Work task A => According to the article on India's luxury car market below, what price range defines a luxury car?
Work task B => Name every car brand mentioned in the article on India's luxury car market below.

Text section =>
Special services: A fleet of Mercedes-Benz cars rented by Emirates Airlines outside Chhatrapati Shivaji International Airport, Mumbai. Hotels, too, are using luxury cars to pamper premium customers.
Special services: A fleet of Mercedes-Benz cars rented by Emirates Airlines outside Chhatrapati Shivaji International Airport, Mumbai. Hotels, too, are using luxury cars to pamper premium customers.
Updated: Wed, Sep 24 2008. 12 36 AM IST
Mumbai: The country’s still-fledgeling luxury car market, comprising automobiles priced at Rs25 lakh or more, is poised to expand by almost 50% this year and next, driven partly by rising demand from the so-called hospitality sector including premium hotels, resorts and tour operators, treating their guests to a plush ride.
The Leela Palaces Hotels and Resorts recently bought 50 BMW 7-Series and 20 Nissan Teanas and X-Trails for its properties across the country, said Vivek Nair, chairman and managing director. And the hotel company plans to acquire the so-called super luxury cars, which typically cost three times as much as luxury marques.

Region pointing data =>

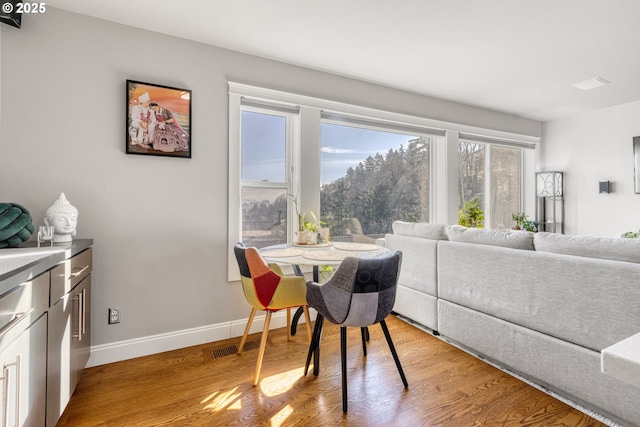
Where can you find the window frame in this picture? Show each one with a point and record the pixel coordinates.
(306, 154)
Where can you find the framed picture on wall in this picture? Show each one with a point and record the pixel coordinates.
(158, 121)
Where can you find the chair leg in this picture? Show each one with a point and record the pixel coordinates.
(307, 317)
(263, 343)
(246, 330)
(343, 353)
(393, 352)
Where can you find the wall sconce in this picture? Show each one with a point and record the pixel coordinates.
(549, 184)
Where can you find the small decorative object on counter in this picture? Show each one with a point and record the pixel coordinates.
(63, 216)
(15, 225)
(45, 234)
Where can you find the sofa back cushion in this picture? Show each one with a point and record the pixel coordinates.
(420, 229)
(611, 248)
(514, 239)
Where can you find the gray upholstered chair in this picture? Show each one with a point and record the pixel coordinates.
(361, 293)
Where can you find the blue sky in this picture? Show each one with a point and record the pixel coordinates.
(263, 149)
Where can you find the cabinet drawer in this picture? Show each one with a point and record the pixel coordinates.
(66, 275)
(22, 306)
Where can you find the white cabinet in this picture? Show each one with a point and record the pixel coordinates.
(69, 337)
(23, 353)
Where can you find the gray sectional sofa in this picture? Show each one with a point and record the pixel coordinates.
(540, 305)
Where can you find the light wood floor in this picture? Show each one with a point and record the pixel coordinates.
(191, 387)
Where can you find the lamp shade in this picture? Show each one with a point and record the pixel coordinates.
(549, 184)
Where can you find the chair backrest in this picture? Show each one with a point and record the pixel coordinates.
(374, 290)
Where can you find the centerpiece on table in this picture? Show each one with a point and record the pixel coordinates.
(310, 230)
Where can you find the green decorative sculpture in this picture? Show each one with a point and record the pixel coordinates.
(15, 225)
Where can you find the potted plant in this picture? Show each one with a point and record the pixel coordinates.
(523, 222)
(471, 215)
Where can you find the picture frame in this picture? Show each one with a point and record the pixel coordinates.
(158, 120)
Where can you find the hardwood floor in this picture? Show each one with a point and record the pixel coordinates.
(191, 387)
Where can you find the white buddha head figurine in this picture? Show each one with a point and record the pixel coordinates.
(64, 218)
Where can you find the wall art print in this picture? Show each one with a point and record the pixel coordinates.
(158, 120)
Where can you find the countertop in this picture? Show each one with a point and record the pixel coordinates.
(21, 264)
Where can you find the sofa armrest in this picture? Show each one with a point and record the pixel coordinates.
(622, 360)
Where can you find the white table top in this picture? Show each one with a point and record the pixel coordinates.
(324, 254)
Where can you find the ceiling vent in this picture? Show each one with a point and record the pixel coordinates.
(591, 83)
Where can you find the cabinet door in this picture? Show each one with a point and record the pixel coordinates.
(24, 373)
(80, 326)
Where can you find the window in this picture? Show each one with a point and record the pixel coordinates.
(266, 140)
(370, 178)
(359, 169)
(490, 202)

Exercise result A => Automobiles priced at Rs25 lakh or more.

Exercise result B => Mercedes-Benz, BMW, Nissan